Everyone knows that contraceptives are good at preventing pregnancies - but now there's a major global summit in London looking at how contraceptives can save lives. How does that work?
The London summit, prominently supported by Melinda Gates and the UK Government is spearheading a global effort to make contraceptives more widely available at less cost to women around the world.
But the connections between contraceptive access and saving lives may not be so clear, even in some of the media coverage around at the moment. Let's look at the numbers.
In reality, every single woman who gets pregnant takes a risk. There are lots of ways of viewing the risks, but let's look at the ultimate bad outcome - women who die as a result of being pregnant. According to the United Nations, women who get pregnant in the UK face a 0.01% risk of dying as a result. This is a small, but not negligible, risk. Interestingly, in the USA, where there is no national health service, the risk is nearly twice as high.
However, like many other risks, the chances of bad outcomes increase with poverty - along with poorer access to good health care and other disadvantages. In a few countries, the risk of a woman dying due to a pregnancy is as high as 1%, and in many countries it exceeds 0.5%. So if 100 pregnant women turn up to a clinic in, for example, Somalia, there is every chance that one of them will die as a result of her pregnancy. These are astonishingly high figures, unacceptable in the 21st century. All sorts of actions like better hospitals, emergency transport and simply poverty reduction are needed to solve these problems. But why contraceptives?
The risks that I'm talking about here occur per pregnancy. Therefore it's a matter of very simple maths to see that if a woman gets pregnant less often in her lifetime, then she is less likely to die as a result of pregnancy. That's why contraceptives save lives.
There are other arguments too - children grow up healthier if there are bigger age gaps between siblings; unwanted pregnancies may lead to dangerous abortions, and so on. But the simple fact is that contraceptives do indeed save lives, and that's why the world needs them to be more widely available, cheaper, and accessible via user-friendly services.

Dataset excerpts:

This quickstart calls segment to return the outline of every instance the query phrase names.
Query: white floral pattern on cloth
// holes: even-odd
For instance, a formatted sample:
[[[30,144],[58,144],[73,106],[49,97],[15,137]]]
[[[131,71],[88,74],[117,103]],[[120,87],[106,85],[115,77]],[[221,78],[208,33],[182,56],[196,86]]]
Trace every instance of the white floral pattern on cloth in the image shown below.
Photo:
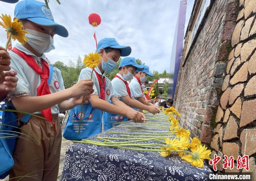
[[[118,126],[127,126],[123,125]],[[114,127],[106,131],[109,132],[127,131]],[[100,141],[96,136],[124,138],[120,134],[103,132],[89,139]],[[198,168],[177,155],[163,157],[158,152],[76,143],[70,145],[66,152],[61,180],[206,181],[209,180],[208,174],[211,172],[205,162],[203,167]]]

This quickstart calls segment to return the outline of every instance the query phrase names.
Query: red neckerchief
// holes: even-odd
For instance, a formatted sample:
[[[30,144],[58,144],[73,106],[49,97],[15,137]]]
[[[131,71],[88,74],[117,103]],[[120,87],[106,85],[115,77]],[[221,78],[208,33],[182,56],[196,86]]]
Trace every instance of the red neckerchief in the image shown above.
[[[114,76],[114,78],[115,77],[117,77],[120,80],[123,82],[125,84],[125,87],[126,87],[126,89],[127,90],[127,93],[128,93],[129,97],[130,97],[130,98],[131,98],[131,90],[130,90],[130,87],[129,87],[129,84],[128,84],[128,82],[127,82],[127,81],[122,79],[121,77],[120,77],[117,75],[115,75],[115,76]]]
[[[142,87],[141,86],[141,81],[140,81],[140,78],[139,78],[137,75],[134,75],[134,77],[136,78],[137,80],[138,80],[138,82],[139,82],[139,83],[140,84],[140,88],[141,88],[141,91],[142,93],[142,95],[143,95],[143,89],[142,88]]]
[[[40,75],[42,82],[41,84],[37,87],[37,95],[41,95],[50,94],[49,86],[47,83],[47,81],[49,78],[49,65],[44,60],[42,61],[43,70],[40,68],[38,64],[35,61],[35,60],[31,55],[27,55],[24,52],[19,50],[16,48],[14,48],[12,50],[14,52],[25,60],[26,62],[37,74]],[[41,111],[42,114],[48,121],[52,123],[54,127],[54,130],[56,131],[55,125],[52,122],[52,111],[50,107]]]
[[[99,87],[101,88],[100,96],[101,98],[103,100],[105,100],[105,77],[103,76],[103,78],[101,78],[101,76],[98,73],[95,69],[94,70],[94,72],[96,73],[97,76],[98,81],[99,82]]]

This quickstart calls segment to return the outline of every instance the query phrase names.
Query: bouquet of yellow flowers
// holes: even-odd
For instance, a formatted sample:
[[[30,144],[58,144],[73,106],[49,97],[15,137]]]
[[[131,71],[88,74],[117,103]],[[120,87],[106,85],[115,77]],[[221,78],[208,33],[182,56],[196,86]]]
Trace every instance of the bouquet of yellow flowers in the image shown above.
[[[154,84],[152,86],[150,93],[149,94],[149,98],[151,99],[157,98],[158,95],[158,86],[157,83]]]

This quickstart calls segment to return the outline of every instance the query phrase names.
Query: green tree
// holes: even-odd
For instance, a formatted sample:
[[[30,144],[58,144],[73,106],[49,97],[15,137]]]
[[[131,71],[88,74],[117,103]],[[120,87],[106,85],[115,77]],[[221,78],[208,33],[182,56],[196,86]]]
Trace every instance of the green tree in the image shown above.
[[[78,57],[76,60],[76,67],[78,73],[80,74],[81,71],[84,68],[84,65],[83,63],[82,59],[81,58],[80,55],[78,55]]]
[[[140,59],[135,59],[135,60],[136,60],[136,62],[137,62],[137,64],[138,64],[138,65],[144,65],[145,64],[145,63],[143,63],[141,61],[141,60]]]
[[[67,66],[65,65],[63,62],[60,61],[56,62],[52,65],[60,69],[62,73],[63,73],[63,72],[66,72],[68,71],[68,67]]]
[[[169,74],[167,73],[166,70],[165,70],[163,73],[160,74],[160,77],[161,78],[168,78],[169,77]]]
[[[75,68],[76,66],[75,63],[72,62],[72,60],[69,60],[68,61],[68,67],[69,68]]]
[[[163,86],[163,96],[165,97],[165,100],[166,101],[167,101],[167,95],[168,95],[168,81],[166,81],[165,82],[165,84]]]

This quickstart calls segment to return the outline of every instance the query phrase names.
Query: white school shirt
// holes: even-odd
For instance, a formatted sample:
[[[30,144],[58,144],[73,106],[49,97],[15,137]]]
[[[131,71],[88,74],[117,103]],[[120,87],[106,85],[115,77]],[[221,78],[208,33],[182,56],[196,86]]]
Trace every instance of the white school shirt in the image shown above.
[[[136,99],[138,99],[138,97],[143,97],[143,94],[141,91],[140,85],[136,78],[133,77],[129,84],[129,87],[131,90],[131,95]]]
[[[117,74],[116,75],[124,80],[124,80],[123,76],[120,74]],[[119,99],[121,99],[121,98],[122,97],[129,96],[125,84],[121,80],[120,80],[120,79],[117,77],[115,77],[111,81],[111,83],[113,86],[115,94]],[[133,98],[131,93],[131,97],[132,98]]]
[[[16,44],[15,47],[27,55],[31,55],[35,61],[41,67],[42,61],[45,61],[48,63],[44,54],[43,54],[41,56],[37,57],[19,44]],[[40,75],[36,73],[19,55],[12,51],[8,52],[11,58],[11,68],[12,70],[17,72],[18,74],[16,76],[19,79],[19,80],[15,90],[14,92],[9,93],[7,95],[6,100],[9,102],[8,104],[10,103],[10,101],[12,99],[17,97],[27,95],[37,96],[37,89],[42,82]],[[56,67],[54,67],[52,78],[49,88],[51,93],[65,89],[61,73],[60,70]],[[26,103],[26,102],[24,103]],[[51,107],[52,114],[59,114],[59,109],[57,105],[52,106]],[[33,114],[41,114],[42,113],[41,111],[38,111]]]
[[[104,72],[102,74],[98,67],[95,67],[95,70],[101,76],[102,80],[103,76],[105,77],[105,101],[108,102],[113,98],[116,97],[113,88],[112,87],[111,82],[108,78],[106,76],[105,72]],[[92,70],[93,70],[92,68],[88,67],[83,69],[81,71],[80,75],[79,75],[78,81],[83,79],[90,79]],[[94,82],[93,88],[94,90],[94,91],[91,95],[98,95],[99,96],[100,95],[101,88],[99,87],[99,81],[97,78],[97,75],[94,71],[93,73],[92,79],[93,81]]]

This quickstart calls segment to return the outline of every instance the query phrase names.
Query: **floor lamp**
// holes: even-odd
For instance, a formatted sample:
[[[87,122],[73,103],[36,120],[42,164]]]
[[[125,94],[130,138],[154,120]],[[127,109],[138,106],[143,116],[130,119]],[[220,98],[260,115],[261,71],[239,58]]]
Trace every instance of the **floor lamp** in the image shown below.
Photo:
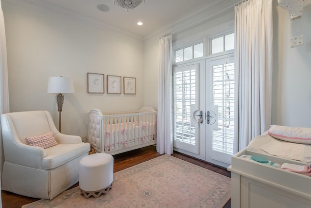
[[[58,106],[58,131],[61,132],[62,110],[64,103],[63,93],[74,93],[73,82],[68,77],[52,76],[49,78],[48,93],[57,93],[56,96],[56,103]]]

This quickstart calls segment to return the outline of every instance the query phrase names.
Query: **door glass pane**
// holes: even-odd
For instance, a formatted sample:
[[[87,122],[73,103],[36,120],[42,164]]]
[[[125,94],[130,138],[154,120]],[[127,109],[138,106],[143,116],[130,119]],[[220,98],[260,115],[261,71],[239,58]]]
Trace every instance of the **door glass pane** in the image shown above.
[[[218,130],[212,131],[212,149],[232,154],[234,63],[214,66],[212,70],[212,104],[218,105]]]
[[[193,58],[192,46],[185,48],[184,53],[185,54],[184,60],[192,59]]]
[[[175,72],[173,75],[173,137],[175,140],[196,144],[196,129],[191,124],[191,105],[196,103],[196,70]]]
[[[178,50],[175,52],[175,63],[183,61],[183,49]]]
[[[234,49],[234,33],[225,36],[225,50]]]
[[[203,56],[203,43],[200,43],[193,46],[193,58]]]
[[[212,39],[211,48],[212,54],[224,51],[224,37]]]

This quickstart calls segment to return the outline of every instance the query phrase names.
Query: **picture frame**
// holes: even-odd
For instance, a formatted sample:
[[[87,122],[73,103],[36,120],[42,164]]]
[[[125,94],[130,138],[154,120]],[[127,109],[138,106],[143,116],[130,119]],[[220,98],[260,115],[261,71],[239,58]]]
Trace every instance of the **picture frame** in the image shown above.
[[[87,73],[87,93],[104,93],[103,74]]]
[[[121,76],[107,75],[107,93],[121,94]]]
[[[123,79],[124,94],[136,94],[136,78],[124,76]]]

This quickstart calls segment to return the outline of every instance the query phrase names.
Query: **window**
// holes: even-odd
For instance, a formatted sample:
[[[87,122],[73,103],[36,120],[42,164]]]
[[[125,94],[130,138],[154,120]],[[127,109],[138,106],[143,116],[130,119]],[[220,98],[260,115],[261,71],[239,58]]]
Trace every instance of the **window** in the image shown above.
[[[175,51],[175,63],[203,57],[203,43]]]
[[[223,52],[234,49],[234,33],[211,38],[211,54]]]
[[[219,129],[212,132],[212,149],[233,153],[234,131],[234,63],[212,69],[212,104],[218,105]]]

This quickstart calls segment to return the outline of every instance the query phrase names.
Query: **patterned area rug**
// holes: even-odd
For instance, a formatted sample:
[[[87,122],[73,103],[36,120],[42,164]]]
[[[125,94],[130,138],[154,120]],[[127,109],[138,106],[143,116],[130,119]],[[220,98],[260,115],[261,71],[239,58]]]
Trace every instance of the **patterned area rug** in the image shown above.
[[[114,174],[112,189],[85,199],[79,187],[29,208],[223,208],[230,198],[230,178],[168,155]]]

---

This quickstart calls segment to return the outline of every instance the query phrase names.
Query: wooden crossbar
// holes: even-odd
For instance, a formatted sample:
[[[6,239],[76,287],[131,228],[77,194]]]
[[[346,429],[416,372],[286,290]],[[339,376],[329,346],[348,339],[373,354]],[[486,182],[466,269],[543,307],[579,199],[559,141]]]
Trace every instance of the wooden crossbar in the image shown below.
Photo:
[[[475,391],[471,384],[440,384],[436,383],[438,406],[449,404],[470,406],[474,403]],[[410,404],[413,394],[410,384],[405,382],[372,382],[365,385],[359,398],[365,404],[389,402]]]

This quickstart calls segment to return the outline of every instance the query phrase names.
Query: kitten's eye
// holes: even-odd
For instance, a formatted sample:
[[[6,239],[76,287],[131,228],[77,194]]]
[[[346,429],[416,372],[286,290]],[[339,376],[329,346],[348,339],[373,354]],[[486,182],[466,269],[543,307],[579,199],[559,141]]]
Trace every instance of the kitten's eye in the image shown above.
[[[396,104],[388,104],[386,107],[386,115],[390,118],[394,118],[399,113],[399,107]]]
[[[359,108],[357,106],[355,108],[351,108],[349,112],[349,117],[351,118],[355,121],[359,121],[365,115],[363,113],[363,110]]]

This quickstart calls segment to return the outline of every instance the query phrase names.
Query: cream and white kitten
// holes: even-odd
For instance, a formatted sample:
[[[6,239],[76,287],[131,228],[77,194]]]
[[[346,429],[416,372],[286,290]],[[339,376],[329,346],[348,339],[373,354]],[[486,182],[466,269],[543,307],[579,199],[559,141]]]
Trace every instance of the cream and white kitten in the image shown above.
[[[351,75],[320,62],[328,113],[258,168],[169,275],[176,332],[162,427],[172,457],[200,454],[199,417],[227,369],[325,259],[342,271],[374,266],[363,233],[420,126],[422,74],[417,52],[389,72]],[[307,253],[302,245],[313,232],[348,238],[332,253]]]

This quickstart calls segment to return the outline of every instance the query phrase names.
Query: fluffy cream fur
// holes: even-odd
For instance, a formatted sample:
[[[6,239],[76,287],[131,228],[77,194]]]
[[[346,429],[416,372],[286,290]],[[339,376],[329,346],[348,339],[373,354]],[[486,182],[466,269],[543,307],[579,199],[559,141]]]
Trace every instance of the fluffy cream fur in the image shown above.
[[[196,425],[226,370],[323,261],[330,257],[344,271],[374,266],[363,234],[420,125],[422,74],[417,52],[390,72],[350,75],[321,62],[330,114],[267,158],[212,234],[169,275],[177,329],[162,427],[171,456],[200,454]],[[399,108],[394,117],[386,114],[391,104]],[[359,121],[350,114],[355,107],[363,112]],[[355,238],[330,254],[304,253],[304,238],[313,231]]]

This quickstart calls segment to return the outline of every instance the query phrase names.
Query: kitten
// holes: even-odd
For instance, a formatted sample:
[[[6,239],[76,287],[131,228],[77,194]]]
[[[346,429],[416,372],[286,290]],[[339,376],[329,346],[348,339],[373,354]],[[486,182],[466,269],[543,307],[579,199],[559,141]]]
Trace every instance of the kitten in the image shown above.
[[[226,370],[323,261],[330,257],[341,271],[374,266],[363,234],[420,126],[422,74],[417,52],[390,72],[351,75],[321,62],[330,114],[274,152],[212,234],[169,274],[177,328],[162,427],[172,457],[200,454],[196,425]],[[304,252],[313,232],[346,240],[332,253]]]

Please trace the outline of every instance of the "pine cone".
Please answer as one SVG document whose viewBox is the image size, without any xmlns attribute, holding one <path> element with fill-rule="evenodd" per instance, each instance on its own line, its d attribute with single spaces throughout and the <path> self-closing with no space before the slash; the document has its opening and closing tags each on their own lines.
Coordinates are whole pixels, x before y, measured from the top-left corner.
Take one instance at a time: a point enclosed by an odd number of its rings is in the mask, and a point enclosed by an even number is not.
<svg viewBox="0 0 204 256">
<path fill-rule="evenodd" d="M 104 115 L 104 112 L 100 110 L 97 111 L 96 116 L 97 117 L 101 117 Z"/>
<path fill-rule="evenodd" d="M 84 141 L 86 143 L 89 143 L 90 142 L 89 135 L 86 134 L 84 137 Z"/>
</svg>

* **YOUR INSTRUCTIONS**:
Write out the passage on contraceptives word for word, from "However, like many" up to and including "But why contraceptives?". The listing was drawn from a separate source, not from the passage on contraceptives.

* **SOLUTION BELOW**:
However, like many other risks, the chances of bad outcomes increase with poverty - along with poorer access to good health care and other disadvantages. In a few countries, the risk of a woman dying due to a pregnancy is as high as 1%, and in many countries it exceeds 0.5%. So if 100 pregnant women turn up to a clinic in, for example, Somalia, there is every chance that one of them will die as a result of her pregnancy. These are astonishingly high figures, unacceptable in the 21st century. All sorts of actions like better hospitals, emergency transport and simply poverty reduction are needed to solve these problems. But why contraceptives?